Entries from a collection

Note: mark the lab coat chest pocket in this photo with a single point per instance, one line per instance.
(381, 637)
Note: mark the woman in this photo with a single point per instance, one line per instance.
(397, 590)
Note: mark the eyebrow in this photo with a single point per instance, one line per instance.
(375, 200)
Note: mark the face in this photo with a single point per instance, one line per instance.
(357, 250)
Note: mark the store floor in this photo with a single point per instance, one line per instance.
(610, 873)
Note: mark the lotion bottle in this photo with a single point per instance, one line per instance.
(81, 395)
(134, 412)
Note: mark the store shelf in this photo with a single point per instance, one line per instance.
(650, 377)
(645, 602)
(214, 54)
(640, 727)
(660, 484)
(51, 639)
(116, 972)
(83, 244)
==
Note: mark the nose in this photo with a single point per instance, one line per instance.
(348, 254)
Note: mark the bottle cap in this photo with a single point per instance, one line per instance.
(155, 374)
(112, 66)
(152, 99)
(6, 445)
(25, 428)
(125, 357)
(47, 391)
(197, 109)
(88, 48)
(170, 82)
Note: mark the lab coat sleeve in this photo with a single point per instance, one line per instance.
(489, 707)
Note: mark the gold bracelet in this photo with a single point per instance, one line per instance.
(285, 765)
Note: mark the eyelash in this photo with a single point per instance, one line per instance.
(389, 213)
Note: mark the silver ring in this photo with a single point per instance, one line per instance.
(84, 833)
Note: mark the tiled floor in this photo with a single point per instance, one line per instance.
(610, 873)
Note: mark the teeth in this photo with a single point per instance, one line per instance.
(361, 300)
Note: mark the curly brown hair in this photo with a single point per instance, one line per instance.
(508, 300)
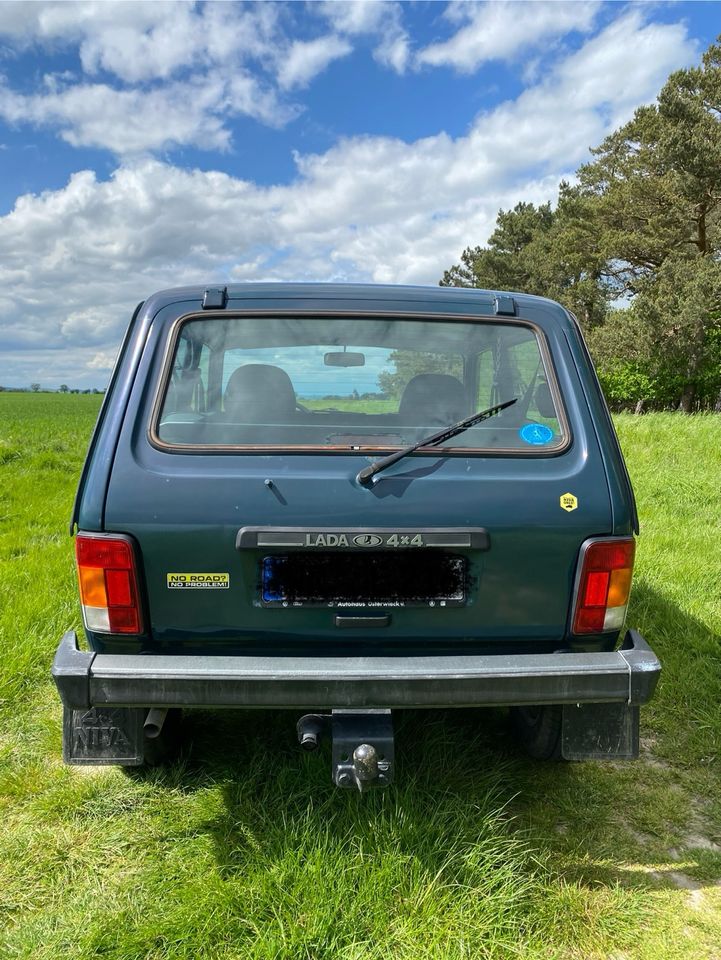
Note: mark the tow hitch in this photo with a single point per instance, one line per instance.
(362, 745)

* [Your objective]:
Show every line of the data above that contains the word "floor", copying each one in full.

* [Expected answer]:
Note: mark the store floor in this photo with a single point per instance, one line per instance.
Note: mark the tiled floor in this photo with a single point per instance, one line per instance.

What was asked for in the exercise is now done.